** TO DO **
In the paper summary below, list every downstream task on which GK-MVLP is reported to perform well.

Grounded Knowledge-Enhanced Medical Vision-Language Pre-training for Chest X-Ray
Qiao Deng, Zhongzhen Huang, Yunqi Wang, Zhichuan Wang, Zhao Wang, Xiaofan Zhang, Qi Dou, Yeung Yu Hui, Edward S. Hui
TL;DR
This paper tackles the challenge of robust cross-modal learning for chest X-rays by proposing GK-MVLP, a grounded knowledge-enhanced medical vision-language pre-training framework. It grounds entity-level medical knowledge to anatomical regions and fuses region-aware prompts with global visual features through a transformer-based GK module, paired with four pre-training objectives (ITC, ITM, LM, ECLS). GK-MVLP achieves state-of-the-art or competitive performance across downstream tasks including disease classification, localization, radiology report generation, and medical VQA, while using a relatively small pretraining corpus. The results demonstrate that explicit grounding and region-entity alignment can reduce bias and improve fine-grained understanding, offering a robust foundation for multi-modal medical AI applications and potential extension to additional imaging modalities and language models.

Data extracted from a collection
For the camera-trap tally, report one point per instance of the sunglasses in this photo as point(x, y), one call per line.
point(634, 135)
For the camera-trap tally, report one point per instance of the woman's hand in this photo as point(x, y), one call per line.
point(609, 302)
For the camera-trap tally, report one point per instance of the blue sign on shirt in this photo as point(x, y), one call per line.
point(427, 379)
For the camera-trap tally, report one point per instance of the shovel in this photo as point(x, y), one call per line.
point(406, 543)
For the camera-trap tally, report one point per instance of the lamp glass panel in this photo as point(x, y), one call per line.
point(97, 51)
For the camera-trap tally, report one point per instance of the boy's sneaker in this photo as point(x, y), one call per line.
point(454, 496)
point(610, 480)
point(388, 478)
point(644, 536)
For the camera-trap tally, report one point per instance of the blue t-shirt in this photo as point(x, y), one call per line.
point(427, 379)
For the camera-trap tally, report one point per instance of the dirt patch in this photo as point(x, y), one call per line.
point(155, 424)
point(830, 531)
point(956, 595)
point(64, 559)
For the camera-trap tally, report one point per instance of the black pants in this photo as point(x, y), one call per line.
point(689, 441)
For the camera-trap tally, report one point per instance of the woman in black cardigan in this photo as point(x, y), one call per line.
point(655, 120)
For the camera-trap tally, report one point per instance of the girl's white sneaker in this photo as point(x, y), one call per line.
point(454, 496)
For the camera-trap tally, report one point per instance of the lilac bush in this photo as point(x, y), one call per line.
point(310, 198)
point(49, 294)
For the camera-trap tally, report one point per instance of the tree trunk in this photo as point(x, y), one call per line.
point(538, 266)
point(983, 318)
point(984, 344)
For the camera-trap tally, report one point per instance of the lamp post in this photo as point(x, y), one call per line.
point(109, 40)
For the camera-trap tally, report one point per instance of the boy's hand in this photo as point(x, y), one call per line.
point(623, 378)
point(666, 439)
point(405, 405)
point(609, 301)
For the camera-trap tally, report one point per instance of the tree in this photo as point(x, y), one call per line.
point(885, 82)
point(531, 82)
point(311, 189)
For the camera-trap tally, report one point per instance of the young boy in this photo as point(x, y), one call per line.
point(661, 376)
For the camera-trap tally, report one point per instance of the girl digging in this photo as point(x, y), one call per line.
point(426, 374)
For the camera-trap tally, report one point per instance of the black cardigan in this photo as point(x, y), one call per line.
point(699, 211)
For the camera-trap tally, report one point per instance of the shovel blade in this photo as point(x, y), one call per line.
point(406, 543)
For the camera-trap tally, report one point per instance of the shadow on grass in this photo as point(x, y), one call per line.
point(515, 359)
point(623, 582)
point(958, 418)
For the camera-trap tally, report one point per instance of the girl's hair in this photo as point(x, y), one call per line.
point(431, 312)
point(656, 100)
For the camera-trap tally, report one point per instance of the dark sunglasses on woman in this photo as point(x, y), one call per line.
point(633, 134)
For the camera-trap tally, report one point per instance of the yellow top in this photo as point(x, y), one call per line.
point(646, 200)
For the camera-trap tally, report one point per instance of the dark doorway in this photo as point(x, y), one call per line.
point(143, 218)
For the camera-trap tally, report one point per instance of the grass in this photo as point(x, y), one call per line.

** EXERCISE OUTPUT **
Disease classification, localization, radiology report generation, and medical VQA.